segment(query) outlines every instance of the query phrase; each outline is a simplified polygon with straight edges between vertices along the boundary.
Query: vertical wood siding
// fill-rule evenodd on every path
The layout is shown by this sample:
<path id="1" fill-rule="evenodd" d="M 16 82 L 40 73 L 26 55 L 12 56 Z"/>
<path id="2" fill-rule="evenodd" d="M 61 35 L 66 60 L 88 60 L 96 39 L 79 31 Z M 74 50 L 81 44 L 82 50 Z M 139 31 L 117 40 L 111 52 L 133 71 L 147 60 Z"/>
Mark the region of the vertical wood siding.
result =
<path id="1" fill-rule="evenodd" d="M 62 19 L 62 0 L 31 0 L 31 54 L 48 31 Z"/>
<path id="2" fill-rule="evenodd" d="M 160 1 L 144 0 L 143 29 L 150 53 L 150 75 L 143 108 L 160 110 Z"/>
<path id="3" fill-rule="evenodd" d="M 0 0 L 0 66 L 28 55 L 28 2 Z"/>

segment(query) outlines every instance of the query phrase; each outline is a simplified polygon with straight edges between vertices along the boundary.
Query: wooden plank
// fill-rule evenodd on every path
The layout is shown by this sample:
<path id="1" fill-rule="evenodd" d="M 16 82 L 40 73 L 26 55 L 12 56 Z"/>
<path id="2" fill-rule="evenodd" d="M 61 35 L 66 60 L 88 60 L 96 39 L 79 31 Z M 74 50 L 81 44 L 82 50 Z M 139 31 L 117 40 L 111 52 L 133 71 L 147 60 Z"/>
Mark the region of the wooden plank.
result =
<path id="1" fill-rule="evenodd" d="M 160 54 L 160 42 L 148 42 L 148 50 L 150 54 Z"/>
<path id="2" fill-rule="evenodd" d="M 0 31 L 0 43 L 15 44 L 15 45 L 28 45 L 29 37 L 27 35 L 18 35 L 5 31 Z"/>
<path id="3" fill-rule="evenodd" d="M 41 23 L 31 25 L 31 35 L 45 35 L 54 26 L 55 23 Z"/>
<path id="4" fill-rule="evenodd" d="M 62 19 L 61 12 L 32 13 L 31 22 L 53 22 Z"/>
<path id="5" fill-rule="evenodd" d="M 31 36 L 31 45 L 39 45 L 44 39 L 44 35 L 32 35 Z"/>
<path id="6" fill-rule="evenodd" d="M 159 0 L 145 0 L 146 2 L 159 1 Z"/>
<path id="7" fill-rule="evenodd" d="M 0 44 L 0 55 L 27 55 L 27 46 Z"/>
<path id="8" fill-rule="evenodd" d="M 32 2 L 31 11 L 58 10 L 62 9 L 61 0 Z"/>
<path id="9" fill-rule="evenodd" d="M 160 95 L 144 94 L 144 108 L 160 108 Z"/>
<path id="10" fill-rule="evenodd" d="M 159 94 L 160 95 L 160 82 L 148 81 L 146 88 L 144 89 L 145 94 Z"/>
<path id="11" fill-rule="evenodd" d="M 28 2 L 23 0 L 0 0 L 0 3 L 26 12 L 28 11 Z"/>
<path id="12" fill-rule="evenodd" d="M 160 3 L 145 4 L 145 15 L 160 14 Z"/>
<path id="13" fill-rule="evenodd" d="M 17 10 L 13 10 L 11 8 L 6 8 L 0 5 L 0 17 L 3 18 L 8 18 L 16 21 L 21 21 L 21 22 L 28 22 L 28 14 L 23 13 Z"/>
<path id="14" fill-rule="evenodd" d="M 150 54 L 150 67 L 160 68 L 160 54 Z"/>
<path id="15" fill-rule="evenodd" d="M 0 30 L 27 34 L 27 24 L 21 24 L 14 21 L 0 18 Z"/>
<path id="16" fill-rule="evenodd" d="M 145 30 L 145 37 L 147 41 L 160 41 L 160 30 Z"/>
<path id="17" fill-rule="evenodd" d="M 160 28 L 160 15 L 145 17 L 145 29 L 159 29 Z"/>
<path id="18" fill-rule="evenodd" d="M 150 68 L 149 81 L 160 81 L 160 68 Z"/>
=====
Rewrite every line of the records above as a numbered list, leaving out any blank lines.

1. segment(query) outlines every instance of the query phrase; each outline is a simplified polygon with straight edges between vertices along the boundary.
2. Query: vertical wood siding
3. // fill-rule evenodd on every path
4. The layout is shown by this sample:
5. <path id="1" fill-rule="evenodd" d="M 16 82 L 40 73 L 26 55 L 12 56 Z"/>
6. <path id="2" fill-rule="evenodd" d="M 61 35 L 66 60 L 88 60 L 96 39 L 79 31 Z M 74 50 L 81 44 L 82 50 Z M 139 31 L 117 40 L 111 52 L 133 71 L 147 60 Z"/>
7. Mark the region of the vertical wood siding.
8. result =
9. <path id="1" fill-rule="evenodd" d="M 62 19 L 62 0 L 31 0 L 31 54 L 48 31 Z"/>
10. <path id="2" fill-rule="evenodd" d="M 160 1 L 144 0 L 143 29 L 150 53 L 150 75 L 143 108 L 160 110 Z"/>
11. <path id="3" fill-rule="evenodd" d="M 0 0 L 0 66 L 28 55 L 28 2 Z"/>
12. segment(query) outlines every instance of the query phrase; each outline is a simplified polygon with straight edges between vertices along the boundary.
13. Query: wooden plank
14. // fill-rule evenodd on every path
15. The layout is shown by this sample:
16. <path id="1" fill-rule="evenodd" d="M 16 82 L 40 73 L 26 55 L 12 56 Z"/>
17. <path id="2" fill-rule="evenodd" d="M 61 35 L 66 60 L 88 60 L 96 39 L 79 31 Z M 74 50 L 81 44 L 82 50 Z M 139 31 L 117 40 L 111 52 L 133 71 L 147 60 Z"/>
18. Mark the region of the wooden plank.
19. result =
20. <path id="1" fill-rule="evenodd" d="M 160 54 L 160 42 L 148 42 L 148 50 L 150 54 Z"/>
21. <path id="2" fill-rule="evenodd" d="M 0 31 L 0 43 L 15 44 L 15 45 L 28 45 L 29 37 L 27 35 L 18 35 L 5 31 Z"/>
22. <path id="3" fill-rule="evenodd" d="M 41 23 L 31 25 L 31 35 L 45 35 L 54 26 L 55 23 Z"/>
23. <path id="4" fill-rule="evenodd" d="M 62 19 L 61 12 L 32 13 L 31 22 L 53 22 Z"/>
24. <path id="5" fill-rule="evenodd" d="M 31 36 L 31 45 L 39 45 L 44 39 L 44 35 L 32 35 Z"/>
25. <path id="6" fill-rule="evenodd" d="M 159 0 L 145 0 L 146 2 L 159 1 Z"/>
26. <path id="7" fill-rule="evenodd" d="M 0 44 L 0 55 L 27 55 L 27 46 Z"/>
27. <path id="8" fill-rule="evenodd" d="M 32 2 L 31 11 L 58 10 L 62 9 L 61 0 Z"/>
28. <path id="9" fill-rule="evenodd" d="M 160 95 L 144 94 L 144 108 L 160 108 Z"/>
29. <path id="10" fill-rule="evenodd" d="M 159 94 L 160 95 L 160 82 L 148 81 L 146 88 L 144 89 L 145 94 Z"/>
30. <path id="11" fill-rule="evenodd" d="M 28 2 L 23 0 L 0 0 L 0 3 L 26 12 L 28 11 Z"/>
31. <path id="12" fill-rule="evenodd" d="M 160 3 L 145 4 L 145 15 L 160 14 Z"/>
32. <path id="13" fill-rule="evenodd" d="M 17 10 L 13 10 L 11 8 L 6 8 L 0 5 L 0 17 L 3 18 L 8 18 L 16 21 L 21 21 L 21 22 L 28 22 L 28 14 L 23 13 Z"/>
33. <path id="14" fill-rule="evenodd" d="M 150 54 L 150 67 L 160 68 L 160 54 Z"/>
34. <path id="15" fill-rule="evenodd" d="M 0 30 L 27 34 L 27 24 L 21 24 L 14 21 L 0 18 Z"/>
35. <path id="16" fill-rule="evenodd" d="M 145 30 L 145 37 L 147 41 L 160 41 L 160 30 Z"/>
36. <path id="17" fill-rule="evenodd" d="M 160 28 L 160 15 L 145 17 L 145 29 L 159 29 Z"/>
37. <path id="18" fill-rule="evenodd" d="M 150 68 L 149 81 L 160 81 L 160 68 Z"/>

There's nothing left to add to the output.